● **Instruction**
Switch every "Please tag" in the rows below to "Please mark". Leave everything else unchanged.

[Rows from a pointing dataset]
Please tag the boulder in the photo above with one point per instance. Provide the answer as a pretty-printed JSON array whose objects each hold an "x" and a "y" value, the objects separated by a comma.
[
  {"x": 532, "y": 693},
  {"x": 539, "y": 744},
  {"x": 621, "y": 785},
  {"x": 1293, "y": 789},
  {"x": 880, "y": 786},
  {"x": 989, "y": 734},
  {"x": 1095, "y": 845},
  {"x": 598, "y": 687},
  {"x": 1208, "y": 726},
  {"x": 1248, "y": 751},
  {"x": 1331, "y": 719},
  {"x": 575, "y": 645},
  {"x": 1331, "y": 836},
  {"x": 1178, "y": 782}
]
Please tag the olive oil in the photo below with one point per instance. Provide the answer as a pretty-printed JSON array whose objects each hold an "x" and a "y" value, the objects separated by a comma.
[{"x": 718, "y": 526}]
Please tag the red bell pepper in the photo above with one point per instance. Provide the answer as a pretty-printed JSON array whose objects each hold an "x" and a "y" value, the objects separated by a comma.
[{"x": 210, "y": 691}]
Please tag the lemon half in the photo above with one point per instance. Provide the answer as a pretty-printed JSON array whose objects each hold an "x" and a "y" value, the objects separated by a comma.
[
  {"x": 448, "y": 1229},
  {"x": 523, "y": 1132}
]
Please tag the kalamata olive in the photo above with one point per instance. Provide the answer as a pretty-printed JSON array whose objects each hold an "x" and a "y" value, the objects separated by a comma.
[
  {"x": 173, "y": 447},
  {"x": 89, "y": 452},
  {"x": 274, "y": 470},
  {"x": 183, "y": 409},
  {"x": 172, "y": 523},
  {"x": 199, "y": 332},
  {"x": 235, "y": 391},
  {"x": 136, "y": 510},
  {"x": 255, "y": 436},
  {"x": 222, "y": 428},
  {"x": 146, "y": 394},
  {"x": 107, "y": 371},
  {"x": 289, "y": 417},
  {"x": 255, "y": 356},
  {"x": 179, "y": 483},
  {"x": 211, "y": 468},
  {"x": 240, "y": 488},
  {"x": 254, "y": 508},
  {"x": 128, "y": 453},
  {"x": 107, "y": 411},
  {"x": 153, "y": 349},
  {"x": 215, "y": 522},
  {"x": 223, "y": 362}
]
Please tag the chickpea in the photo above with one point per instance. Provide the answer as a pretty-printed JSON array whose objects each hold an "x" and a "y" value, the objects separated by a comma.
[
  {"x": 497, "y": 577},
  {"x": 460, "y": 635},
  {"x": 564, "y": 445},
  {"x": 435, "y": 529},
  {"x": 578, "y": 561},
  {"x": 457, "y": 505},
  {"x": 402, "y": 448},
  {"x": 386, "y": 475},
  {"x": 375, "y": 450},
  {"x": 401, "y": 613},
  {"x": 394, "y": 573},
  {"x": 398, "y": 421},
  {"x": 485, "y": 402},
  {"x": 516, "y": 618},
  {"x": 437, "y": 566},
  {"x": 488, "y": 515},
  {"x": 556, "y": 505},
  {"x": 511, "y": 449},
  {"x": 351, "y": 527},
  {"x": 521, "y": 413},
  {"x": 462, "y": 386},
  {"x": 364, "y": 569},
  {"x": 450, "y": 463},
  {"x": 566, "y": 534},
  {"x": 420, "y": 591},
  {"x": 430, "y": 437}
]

● **Complete response**
Please mark the boulder in the photo above with one point per instance. Provide the answer as a pretty-printed JSON array whose objects each hold an "x" and a "y" value, the objects separated by a comma.
[
  {"x": 532, "y": 693},
  {"x": 539, "y": 744},
  {"x": 621, "y": 785},
  {"x": 1293, "y": 789},
  {"x": 880, "y": 786},
  {"x": 989, "y": 734},
  {"x": 1095, "y": 845},
  {"x": 598, "y": 687},
  {"x": 1208, "y": 726},
  {"x": 1248, "y": 751},
  {"x": 1331, "y": 719},
  {"x": 575, "y": 645},
  {"x": 1331, "y": 836},
  {"x": 1178, "y": 782}
]
Please mark the olive oil in the photo below with one point per instance. Provide the answer as a pretty-printed JSON array whose objects each hold an "x" and a "y" value, the objects separated by a comma.
[{"x": 718, "y": 526}]
Please mark the red bell pepper in the photo above with one point per instance. Provide the answer as a pretty-printed JSON array whose objects each hold an "x" and a "y" value, the objects separated by a comma.
[{"x": 210, "y": 691}]
Please mark the lemon half in the photo above with one point per instance. Provide the answer as a pretty-printed JSON array whose objects each hold an "x" and a "y" value, the objects separated by a comma.
[
  {"x": 448, "y": 1229},
  {"x": 523, "y": 1132}
]
Please mark the kalamata olive in the photo above with one point per instance. Provide the answer as a pretty-printed JSON array whose objects each hold an "x" and a "y" value, the objects separated by a comma.
[
  {"x": 173, "y": 447},
  {"x": 89, "y": 452},
  {"x": 274, "y": 470},
  {"x": 183, "y": 409},
  {"x": 172, "y": 523},
  {"x": 199, "y": 332},
  {"x": 235, "y": 391},
  {"x": 136, "y": 510},
  {"x": 255, "y": 436},
  {"x": 222, "y": 428},
  {"x": 146, "y": 394},
  {"x": 107, "y": 371},
  {"x": 289, "y": 417},
  {"x": 255, "y": 356},
  {"x": 179, "y": 483},
  {"x": 211, "y": 468},
  {"x": 240, "y": 488},
  {"x": 254, "y": 508},
  {"x": 128, "y": 453},
  {"x": 107, "y": 411},
  {"x": 153, "y": 349},
  {"x": 215, "y": 522},
  {"x": 223, "y": 362}
]
Please mark the chickpea in the photo above with one point per instance. Provide the answer as a pretty-printed JSON array whose objects each hold an "x" and a "y" value, the objects separated by a comma.
[
  {"x": 497, "y": 577},
  {"x": 460, "y": 635},
  {"x": 564, "y": 445},
  {"x": 435, "y": 529},
  {"x": 578, "y": 561},
  {"x": 457, "y": 505},
  {"x": 402, "y": 448},
  {"x": 386, "y": 475},
  {"x": 375, "y": 450},
  {"x": 401, "y": 613},
  {"x": 394, "y": 573},
  {"x": 398, "y": 421},
  {"x": 485, "y": 402},
  {"x": 516, "y": 618},
  {"x": 437, "y": 566},
  {"x": 488, "y": 515},
  {"x": 556, "y": 505},
  {"x": 511, "y": 449},
  {"x": 351, "y": 527},
  {"x": 521, "y": 413},
  {"x": 462, "y": 386},
  {"x": 364, "y": 569},
  {"x": 450, "y": 463},
  {"x": 566, "y": 534},
  {"x": 420, "y": 591},
  {"x": 430, "y": 437}
]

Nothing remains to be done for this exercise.